• **Activity**
Transcribe the records below word for word, leaving every picture out.

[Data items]
^^^^
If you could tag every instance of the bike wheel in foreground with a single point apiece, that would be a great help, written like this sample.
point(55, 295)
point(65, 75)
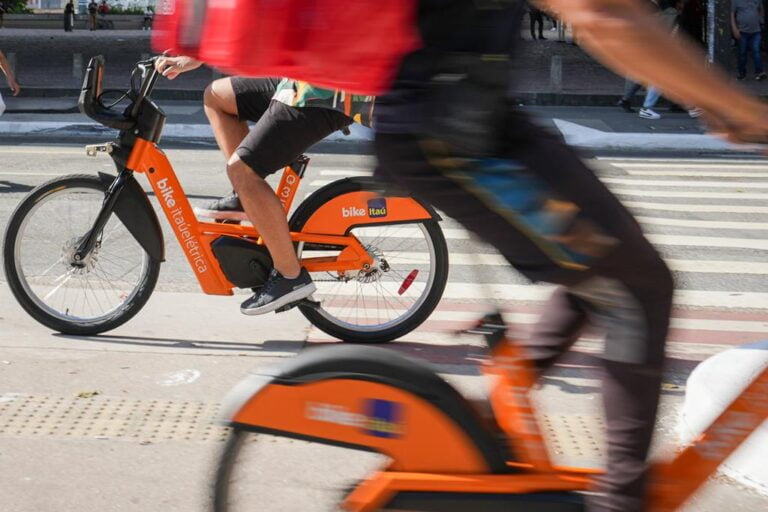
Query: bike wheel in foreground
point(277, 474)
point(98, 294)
^^^^
• **Result of the exercise**
If you could tag every instance of the bike wheel in foreground with a single point apiece, that would be a great help, written like this sample.
point(55, 295)
point(65, 75)
Query: bike wheel in foreground
point(277, 474)
point(98, 294)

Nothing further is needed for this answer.